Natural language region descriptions
════════════════

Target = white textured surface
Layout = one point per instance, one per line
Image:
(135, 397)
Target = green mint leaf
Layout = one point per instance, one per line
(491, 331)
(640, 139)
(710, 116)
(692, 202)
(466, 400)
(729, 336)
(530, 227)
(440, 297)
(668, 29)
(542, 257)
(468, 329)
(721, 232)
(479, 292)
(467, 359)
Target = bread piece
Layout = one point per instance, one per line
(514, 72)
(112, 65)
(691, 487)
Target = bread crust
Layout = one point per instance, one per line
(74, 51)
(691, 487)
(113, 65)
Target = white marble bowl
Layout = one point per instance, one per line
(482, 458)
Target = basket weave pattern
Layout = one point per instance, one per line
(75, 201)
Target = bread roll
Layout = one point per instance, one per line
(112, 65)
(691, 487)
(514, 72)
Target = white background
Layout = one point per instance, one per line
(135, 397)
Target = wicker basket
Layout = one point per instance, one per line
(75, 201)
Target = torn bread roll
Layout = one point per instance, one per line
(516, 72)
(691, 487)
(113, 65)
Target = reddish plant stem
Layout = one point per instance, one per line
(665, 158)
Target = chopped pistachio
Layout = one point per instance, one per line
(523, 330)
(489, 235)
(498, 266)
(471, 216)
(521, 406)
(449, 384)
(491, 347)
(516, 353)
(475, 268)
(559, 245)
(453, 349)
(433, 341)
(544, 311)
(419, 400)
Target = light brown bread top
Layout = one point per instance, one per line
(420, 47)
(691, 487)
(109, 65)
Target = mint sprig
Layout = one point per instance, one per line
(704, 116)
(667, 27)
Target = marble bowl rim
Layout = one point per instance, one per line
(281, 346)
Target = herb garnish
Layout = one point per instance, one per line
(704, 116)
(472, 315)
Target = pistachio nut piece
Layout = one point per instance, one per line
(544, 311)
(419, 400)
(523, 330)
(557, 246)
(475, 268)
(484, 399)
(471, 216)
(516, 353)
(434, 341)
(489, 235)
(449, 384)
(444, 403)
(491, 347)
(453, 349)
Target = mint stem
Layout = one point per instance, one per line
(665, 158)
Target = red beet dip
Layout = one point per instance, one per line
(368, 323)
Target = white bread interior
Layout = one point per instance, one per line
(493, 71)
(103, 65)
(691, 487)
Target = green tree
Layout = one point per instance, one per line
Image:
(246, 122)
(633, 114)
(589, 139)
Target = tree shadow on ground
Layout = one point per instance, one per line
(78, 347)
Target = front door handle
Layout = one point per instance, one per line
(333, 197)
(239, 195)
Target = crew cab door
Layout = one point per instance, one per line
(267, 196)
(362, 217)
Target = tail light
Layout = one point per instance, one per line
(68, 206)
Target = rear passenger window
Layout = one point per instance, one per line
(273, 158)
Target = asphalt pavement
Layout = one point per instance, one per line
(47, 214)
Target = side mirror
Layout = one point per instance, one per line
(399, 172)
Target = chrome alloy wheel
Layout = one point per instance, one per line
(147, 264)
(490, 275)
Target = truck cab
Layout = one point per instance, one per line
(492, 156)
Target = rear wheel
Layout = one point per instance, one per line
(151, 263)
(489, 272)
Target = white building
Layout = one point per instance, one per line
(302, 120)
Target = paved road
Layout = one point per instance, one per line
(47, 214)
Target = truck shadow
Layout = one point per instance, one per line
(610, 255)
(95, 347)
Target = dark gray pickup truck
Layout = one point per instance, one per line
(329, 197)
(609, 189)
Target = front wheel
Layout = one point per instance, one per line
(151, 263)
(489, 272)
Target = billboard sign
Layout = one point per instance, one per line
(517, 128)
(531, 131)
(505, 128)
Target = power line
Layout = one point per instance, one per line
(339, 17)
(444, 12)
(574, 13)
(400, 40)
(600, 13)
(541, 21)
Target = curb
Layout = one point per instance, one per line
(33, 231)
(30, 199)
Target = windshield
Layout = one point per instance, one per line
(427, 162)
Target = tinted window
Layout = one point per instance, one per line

════════════════

Task goal
Please transcribe the records above in full, keeping every word.

Expected output
Target = white textured surface
Layout = one point per instance, one per line
Image:
(135, 397)
Target = green mint leaf
Layout = one point per instance, one per line
(491, 331)
(640, 139)
(710, 116)
(692, 202)
(466, 400)
(729, 336)
(530, 227)
(440, 297)
(668, 29)
(542, 257)
(468, 329)
(721, 232)
(479, 292)
(467, 359)
Target = bread piece
Layout = one point per instance, one per line
(514, 72)
(112, 65)
(691, 487)
Target = bread crust
Layout = one point per instance, one per line
(74, 51)
(691, 487)
(113, 65)
Target = white marble bowl
Layout = one point per instance, one per line
(482, 458)
Target = basket weave pattern
Layout = one point per instance, one per line
(75, 201)
Target = bread roll
Layout = one point per instance, one per line
(112, 65)
(691, 487)
(514, 72)
Target = white background
Layout = one point per instance, one per line
(135, 397)
Target = wicker basket
Layout = one point per instance, one per line
(75, 201)
Target = torn bread roll
Layout = one point per instance, one per line
(516, 72)
(691, 487)
(113, 65)
Target = reddish plant stem
Layout = one point per instance, one per line
(665, 158)
Target = chopped pistachio
Layout = one point per instance, one per line
(523, 330)
(489, 235)
(498, 266)
(471, 216)
(521, 406)
(449, 384)
(491, 347)
(516, 353)
(475, 268)
(559, 245)
(453, 349)
(433, 341)
(544, 311)
(419, 400)
Target = light brown bread top
Layout = one point per instance, one per line
(420, 47)
(691, 487)
(109, 65)
Target = mint sprig
Layout = one point per instance, one per line
(704, 116)
(667, 27)
Target = marble bowl rim
Layout = one point per instance, one per line
(281, 346)
Target = herb garnish
Layout = one point per instance, one per line
(704, 116)
(472, 315)
Target = pistachio nut piece
Layout = one point per instance, one per line
(544, 311)
(419, 400)
(523, 330)
(557, 246)
(475, 268)
(484, 399)
(471, 216)
(516, 353)
(434, 341)
(489, 235)
(449, 384)
(444, 403)
(491, 347)
(453, 349)
Target = mint stem
Layout = one point per instance, one per line
(665, 158)
Target = red beet dip
Layout = one point per instance, one per line
(368, 323)
Target = white bread interior
Layout = one point per instance, one per line
(493, 71)
(103, 65)
(691, 487)
Target = green tree
Layout = one point per instance, one per line
Image:
(246, 122)
(633, 114)
(589, 139)
Target = tree shadow on ground
Layout = one point per instance, one per line
(78, 347)
Target = front door handle
Layout = one point per instance, one per line
(333, 197)
(239, 195)
Target = crew cab door
Layout = one point per instance, one per line
(267, 196)
(362, 217)
Target = tail light
Layout = one point per instance, one per line
(68, 206)
Target = rear passenger window
Layout = one point per instance, one per line
(273, 158)
Target = asphalt pavement
Layout = one point per instance, one per line
(47, 214)
Target = side mirror
Layout = one point per instance, one per line
(399, 172)
Target = chrome alloy wheel
Layout = one point per instance, one per line
(147, 264)
(490, 275)
Target = truck cab
Layout = one point per instance, one per line
(492, 156)
Target = rear wheel
Layout = one point per instance, one per line
(151, 263)
(489, 272)
Target = white building
Layout = one point per instance, one per line
(302, 120)
Target = paved road
Layout = one point per instance, one per line
(47, 214)
Target = truck shadow
Layout = one point per instance, one per line
(610, 255)
(95, 347)
Target = dark gray pickup truck
Layout = one point per instance, one per line
(329, 197)
(609, 189)
Target = front wheel
Layout = one point per instance, one per line
(151, 263)
(489, 272)
Target = billboard sign
Layout = one point per instance, one per line
(517, 128)
(531, 131)
(505, 128)
Target = power line
Layout = one point per instance, one per line
(339, 17)
(444, 12)
(574, 13)
(400, 40)
(600, 13)
(541, 21)
Target = curb
Layout = one point per instance, one per line
(33, 231)
(30, 199)
Target = windshield
Layout = one point per instance, one per line
(427, 162)
Target = tinted window
Layout = one point per instance, one per line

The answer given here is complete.